◆ TO-DO LIST
A: In the review of Elaine Stritch's Carlyle performance, which song did she end with a Groucho Marx impersonation?
B: Output the review of Elaine Stritch's Carlyle performance word for word, from "The performance is" to "dimension to it all.".
C: Pick up the review of Elaine Stritch's Carlyle performance after its final sentence and keep writing it.

I was busy daydreaming when a storm in a white, silk blouse and black pantyhose blew into the lobby shouting for the few unsuspecting hotel guests to "hit her for luck." She came my way, and I felt like an idiot, glued to my chair like someone just waiting to be annihilated by a cyclone. In a matter of seconds she was right next to me, and she smacked my arm and told me to wish her luck, and I grabbed her hand and told her that I was her biggest fan.
"Oh, that's good!" she said.
This was, obviously, the eye of hurricane Elaine. With that, Ms. Stritch blew up the few stairs and positioned herself behind that back entrance of the Cafe. When she started speaking aloud to herself, I couldn't tell if she was reciting her lyrics or praying.
The performance is hard to explain without sounding like a conspiracy theorist. It was such a grand evening--of low jokes and unearthed psychoanalytical revelations--that if one was to describe it, not a single person would believe it unless they'd been in the audience, too. At 86 years old, Ms. Stritch has perfected the art of breathing new life into songs you thought you knew. And the whole forgetting-the-lyrics thing that you've undoubtedly heard about only adds another brilliant dimension to it all.
She tore "Rose's Turn" apart like no human being has ever done so before; she filled the entire Carlyle with wet, happy tears in her rendition of "Send in the Clowns" (and ended it with a Groucho Marx impersonation); and she put "Broadway Baby" at the top of the list of songs you never knew could depress you so.
The banter in between, as always, was the stuff that dreams are made of. "Hi, I'm Elaine Stritch," she proclaimed at one point in the evening. "I'm an alcoholic. I'm a diabetic. And I sing at the Carlyle." Yet, given her battles with alcoholism, her tumultuous career, and any health problems along the way, most of us would be lucky to live even half the life she's led thus far. The stories she told on Saturday night were like fractured fairytales that one could only wish to be apart of.

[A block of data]

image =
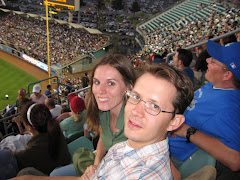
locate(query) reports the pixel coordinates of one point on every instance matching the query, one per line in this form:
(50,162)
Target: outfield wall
(28,59)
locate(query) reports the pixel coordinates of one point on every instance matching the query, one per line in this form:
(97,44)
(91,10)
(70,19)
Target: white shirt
(56,111)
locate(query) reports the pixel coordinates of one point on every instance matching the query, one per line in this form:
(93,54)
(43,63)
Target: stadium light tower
(3,3)
(49,69)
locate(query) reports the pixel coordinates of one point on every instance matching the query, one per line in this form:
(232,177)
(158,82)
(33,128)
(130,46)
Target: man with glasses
(213,118)
(154,106)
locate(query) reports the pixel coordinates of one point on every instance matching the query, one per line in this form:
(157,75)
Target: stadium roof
(18,12)
(93,31)
(50,19)
(60,21)
(5,10)
(77,26)
(32,15)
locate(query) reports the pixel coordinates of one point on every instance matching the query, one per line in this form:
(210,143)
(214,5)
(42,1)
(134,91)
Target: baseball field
(15,74)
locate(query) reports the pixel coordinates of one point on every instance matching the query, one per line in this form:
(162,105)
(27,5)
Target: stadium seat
(78,143)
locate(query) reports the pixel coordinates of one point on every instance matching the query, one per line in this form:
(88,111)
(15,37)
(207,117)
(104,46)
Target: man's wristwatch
(190,131)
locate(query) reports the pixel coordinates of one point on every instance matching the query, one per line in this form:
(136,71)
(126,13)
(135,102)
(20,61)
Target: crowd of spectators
(169,38)
(65,43)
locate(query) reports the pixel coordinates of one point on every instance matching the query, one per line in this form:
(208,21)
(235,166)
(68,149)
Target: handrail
(205,42)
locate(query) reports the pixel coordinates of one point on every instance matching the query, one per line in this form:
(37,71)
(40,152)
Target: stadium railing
(205,42)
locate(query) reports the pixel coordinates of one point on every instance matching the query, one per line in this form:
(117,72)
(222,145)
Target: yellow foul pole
(49,69)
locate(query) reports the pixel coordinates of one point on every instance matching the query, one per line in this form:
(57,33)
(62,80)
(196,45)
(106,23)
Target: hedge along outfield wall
(29,68)
(28,59)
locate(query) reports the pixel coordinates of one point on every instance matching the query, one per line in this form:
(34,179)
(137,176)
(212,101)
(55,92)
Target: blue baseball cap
(228,54)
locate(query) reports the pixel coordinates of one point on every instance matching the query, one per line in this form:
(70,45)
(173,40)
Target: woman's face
(108,88)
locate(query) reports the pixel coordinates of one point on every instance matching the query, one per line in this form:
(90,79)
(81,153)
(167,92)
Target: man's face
(37,94)
(142,128)
(108,88)
(21,95)
(215,71)
(175,59)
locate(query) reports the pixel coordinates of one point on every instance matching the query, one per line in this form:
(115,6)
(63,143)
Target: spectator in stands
(149,114)
(212,120)
(146,127)
(47,148)
(238,36)
(48,90)
(74,123)
(228,39)
(85,80)
(21,100)
(20,103)
(37,96)
(111,76)
(54,109)
(157,58)
(182,59)
(68,88)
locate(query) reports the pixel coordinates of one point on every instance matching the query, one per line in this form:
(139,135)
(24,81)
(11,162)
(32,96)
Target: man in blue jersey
(213,118)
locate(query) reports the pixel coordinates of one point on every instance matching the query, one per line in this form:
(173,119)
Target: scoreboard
(60,4)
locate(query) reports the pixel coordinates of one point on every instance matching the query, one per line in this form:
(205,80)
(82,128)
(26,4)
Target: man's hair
(50,102)
(181,82)
(229,39)
(236,82)
(185,56)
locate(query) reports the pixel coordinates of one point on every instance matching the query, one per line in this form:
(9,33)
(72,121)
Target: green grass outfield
(11,80)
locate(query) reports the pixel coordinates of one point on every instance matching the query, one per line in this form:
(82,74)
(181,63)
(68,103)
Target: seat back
(196,161)
(73,136)
(78,143)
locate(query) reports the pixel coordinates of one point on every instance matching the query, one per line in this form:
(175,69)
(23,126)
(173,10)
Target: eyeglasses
(149,107)
(213,61)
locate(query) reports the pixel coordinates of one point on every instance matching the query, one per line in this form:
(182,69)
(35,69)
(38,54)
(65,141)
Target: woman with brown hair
(111,77)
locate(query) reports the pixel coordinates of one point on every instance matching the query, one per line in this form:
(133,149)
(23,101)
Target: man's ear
(180,62)
(176,122)
(228,75)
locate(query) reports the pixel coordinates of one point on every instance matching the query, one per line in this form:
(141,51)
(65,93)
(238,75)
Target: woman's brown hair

◆ RESPONSES BY TASK
A: "Send in the Clowns"

B:
The performance is hard to explain without sounding like a conspiracy theorist. It was such a grand evening--of low jokes and unearthed psychoanalytical revelations--that if one was to describe it, not a single person would believe it unless they'd been in the audience, too. At 86 years old, Ms. Stritch has perfected the art of breathing new life into songs you thought you knew. And the whole forgetting-the-lyrics thing that you've undoubtedly heard about only adds another brilliant dimension to it all.

C:
After the show, I was formally introduced to Ms. Stritch. My 15-year-old self stepped in for a moment, and I gushed about how I idolized her, and how there was a period in my admittedly very young life during which I played her 1955 studio album Stritch on a loop every day of the week. I couldn't contain myself. After all, I was holding the hand of a woman who had highly influenced me, from a very young age, in the areas of life, love, and the theater.
She joked with me that all of the times she'd forgotten a line to a story or a lyric in a song were planned, and I wanted to tell her that I wouldn't have wanted it any other way. Instead, I just said, "Of course! It was all scripted." She rolled her eyes, grabbed me by the collar of my jacket, and told me she liked the way I did myself up. And the angels sang.
The greatest lesson that I can take from Ms. Stritch in her latest cabaret at the Carlyle is this: A life that doesn't leave you in shambles every now and then is not worth living. It's the same message that I took from her eight years ago when I watched her performance in Elaine Stritch at Liberty from my living room as a freshman in high school in 2004. She told me that all of my problems were about to get bigger, but that it was going to be fabulous, and that my mind was going to grow from it, and my skin was going to toughen from it, and that I was going to be a hell of a lot more interesting at parties because of it. And since then, I've welcomed adversity into my life with open arms, in hopes of getting just a little bit closer to Stritch.